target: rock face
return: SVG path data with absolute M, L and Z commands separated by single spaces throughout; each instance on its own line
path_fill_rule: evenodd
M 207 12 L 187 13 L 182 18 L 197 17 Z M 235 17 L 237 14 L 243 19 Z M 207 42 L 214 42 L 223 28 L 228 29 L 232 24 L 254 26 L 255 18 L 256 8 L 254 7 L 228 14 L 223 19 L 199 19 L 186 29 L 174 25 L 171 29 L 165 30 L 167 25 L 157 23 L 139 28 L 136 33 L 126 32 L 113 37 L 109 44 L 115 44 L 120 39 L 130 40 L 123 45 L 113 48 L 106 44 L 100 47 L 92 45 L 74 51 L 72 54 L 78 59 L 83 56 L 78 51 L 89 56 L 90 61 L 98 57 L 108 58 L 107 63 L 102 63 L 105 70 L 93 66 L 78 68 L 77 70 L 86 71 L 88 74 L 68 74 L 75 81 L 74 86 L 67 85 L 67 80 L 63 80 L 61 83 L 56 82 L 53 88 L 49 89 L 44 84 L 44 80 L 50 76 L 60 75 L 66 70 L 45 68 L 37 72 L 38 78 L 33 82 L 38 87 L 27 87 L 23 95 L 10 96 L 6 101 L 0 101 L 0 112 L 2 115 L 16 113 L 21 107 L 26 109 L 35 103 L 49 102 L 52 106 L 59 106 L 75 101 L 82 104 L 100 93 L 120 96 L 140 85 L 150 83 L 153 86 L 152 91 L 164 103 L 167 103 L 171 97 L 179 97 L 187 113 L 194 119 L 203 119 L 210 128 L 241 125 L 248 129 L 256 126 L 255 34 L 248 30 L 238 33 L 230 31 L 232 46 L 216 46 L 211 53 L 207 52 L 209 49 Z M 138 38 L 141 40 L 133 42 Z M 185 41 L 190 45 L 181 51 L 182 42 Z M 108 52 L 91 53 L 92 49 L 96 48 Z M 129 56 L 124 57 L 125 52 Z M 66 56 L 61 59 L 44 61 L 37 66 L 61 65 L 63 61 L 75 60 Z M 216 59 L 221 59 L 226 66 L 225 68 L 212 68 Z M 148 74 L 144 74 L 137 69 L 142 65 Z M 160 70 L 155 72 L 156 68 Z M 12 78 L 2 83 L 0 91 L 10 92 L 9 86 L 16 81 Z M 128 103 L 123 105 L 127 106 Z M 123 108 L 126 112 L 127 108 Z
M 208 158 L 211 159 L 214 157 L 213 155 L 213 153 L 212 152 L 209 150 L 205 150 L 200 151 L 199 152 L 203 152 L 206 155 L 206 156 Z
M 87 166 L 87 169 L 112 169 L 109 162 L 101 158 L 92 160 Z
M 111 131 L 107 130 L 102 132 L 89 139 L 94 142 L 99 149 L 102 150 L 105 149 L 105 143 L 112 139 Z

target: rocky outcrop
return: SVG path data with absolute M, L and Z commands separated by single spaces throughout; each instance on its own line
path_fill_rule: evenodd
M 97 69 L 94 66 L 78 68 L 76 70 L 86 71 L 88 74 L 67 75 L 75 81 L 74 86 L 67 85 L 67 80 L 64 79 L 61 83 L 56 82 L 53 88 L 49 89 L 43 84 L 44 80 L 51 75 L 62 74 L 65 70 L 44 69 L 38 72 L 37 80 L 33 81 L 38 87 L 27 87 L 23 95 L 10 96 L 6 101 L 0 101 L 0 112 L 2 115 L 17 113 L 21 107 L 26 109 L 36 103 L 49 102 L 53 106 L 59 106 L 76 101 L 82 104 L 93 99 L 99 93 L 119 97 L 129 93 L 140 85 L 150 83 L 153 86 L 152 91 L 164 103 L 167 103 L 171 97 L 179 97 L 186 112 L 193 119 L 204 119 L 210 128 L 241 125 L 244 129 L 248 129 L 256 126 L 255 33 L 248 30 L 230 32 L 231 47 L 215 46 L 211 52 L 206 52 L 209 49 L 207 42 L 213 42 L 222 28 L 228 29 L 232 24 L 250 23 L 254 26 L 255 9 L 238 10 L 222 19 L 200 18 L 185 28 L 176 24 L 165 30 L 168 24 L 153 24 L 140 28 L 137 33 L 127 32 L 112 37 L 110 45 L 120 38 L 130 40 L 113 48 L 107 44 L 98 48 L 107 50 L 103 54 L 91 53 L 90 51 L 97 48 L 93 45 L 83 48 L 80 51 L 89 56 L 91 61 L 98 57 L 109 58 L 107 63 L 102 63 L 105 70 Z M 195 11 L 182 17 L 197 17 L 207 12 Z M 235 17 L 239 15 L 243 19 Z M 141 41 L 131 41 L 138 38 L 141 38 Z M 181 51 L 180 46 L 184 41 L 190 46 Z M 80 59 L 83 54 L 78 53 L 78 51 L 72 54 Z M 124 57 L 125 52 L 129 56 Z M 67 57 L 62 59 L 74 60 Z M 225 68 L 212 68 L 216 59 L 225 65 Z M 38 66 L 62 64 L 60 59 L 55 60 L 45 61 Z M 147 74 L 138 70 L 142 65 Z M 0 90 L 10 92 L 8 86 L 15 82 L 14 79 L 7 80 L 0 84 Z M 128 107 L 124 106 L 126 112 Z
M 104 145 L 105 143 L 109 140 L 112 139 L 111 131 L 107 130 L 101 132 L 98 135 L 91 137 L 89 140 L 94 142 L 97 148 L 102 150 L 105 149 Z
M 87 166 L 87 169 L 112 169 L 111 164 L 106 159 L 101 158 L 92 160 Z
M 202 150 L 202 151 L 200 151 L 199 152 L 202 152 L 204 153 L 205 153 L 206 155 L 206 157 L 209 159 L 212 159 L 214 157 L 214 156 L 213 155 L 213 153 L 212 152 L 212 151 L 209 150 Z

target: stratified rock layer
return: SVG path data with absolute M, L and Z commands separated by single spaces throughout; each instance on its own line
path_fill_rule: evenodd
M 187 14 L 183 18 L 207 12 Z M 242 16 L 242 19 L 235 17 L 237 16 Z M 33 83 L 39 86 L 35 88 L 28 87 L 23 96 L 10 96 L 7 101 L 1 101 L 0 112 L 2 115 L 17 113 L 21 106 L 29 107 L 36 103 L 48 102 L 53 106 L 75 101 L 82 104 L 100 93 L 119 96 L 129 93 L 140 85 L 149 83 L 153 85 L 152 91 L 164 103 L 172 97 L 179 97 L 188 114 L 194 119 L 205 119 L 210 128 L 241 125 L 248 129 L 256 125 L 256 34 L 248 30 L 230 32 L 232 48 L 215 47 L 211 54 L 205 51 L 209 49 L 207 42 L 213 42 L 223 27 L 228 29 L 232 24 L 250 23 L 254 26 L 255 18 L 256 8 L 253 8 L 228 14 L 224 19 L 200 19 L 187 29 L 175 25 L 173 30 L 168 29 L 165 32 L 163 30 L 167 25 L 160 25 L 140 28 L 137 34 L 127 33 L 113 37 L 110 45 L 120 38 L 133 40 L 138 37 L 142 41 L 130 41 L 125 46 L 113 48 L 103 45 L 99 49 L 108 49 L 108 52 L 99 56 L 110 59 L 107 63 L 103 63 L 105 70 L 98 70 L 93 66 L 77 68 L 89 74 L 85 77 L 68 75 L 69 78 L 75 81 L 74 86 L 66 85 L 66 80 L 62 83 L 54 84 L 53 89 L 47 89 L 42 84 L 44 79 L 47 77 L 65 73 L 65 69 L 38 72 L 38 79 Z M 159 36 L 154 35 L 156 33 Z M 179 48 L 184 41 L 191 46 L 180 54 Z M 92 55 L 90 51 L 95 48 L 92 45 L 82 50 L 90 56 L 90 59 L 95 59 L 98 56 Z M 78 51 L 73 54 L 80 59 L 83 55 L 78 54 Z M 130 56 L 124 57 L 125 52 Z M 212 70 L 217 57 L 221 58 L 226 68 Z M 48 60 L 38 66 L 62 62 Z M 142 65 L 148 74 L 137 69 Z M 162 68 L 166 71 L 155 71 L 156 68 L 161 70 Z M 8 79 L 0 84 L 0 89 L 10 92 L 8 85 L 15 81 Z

● ● ● ● ●

Work required
Retype everything from the line containing "target: stratified rock layer" down to the end of the records, keeping each line identical.

Reply
target: stratified rock layer
return: SVG path data with absolute M, L and Z commands separated by single spaces throughout; each instance on its own line
path_fill_rule: evenodd
M 187 14 L 183 18 L 207 12 Z M 242 16 L 242 19 L 235 17 L 237 16 Z M 33 83 L 39 86 L 35 88 L 28 87 L 23 96 L 10 96 L 7 101 L 1 101 L 0 112 L 2 115 L 17 113 L 21 106 L 29 107 L 36 103 L 48 102 L 53 106 L 75 101 L 82 104 L 100 93 L 119 96 L 129 93 L 140 85 L 149 83 L 153 85 L 152 91 L 164 103 L 172 97 L 179 97 L 188 114 L 194 119 L 205 119 L 210 128 L 241 125 L 248 129 L 256 125 L 256 34 L 248 30 L 230 32 L 232 48 L 215 47 L 211 54 L 205 51 L 209 49 L 207 42 L 213 42 L 223 27 L 228 29 L 232 24 L 250 23 L 254 26 L 255 18 L 256 8 L 253 8 L 228 14 L 224 19 L 200 19 L 187 29 L 175 25 L 173 30 L 168 29 L 165 32 L 163 30 L 167 25 L 160 25 L 140 28 L 137 34 L 127 33 L 113 37 L 110 45 L 120 38 L 133 40 L 138 37 L 142 41 L 130 41 L 125 46 L 113 48 L 103 45 L 99 49 L 108 49 L 108 52 L 99 56 L 110 59 L 107 63 L 103 63 L 105 70 L 98 70 L 93 66 L 77 68 L 89 74 L 85 77 L 68 75 L 69 78 L 75 81 L 74 86 L 66 85 L 66 80 L 62 83 L 54 84 L 53 89 L 47 89 L 42 84 L 44 79 L 47 77 L 65 73 L 65 69 L 38 72 L 38 79 Z M 159 36 L 154 35 L 156 33 Z M 179 48 L 184 41 L 191 46 L 180 54 Z M 92 55 L 90 51 L 95 48 L 92 45 L 82 50 L 90 56 L 90 59 L 95 59 L 98 56 Z M 78 51 L 73 54 L 80 59 L 83 55 L 78 54 Z M 130 56 L 124 57 L 125 52 Z M 212 70 L 217 57 L 221 58 L 226 68 Z M 48 60 L 38 66 L 62 62 Z M 142 65 L 148 74 L 137 69 Z M 162 68 L 166 71 L 155 71 L 156 68 L 161 70 Z M 8 79 L 0 84 L 0 89 L 10 92 L 8 85 L 15 81 Z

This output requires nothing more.